Object position labeling entries =>
--- Begin ---

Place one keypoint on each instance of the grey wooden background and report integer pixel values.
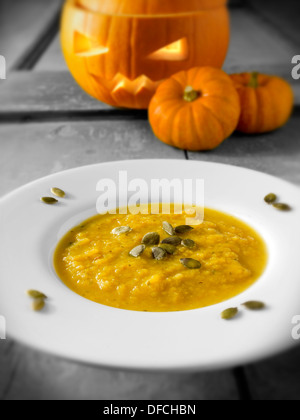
(47, 124)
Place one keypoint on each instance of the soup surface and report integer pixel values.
(95, 263)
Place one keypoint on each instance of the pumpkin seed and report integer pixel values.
(159, 253)
(168, 228)
(190, 263)
(254, 305)
(137, 251)
(35, 294)
(229, 313)
(38, 304)
(170, 249)
(282, 206)
(49, 200)
(188, 243)
(270, 198)
(172, 240)
(58, 192)
(151, 238)
(121, 230)
(183, 229)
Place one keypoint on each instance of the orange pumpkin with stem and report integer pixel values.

--- End ---

Edit the stretch of the listing from the line containing "Place one keypoint on each instance of the soup" through the end of the listing, replacing "pumpkin seed" with "squash seed" and leaving everything else unchanged.

Place one keypoint on each instance of the soup surface and report integer pixel values.
(95, 263)
Place one keypoint on each instance of the squash seed and report integer pixel values.
(159, 253)
(168, 228)
(190, 263)
(254, 305)
(137, 251)
(35, 294)
(229, 313)
(38, 304)
(170, 249)
(282, 206)
(49, 200)
(188, 243)
(270, 198)
(172, 240)
(58, 192)
(151, 238)
(121, 230)
(183, 229)
Place one keypoint on each instance of the orange pumpkin with stem and report integer pixel values.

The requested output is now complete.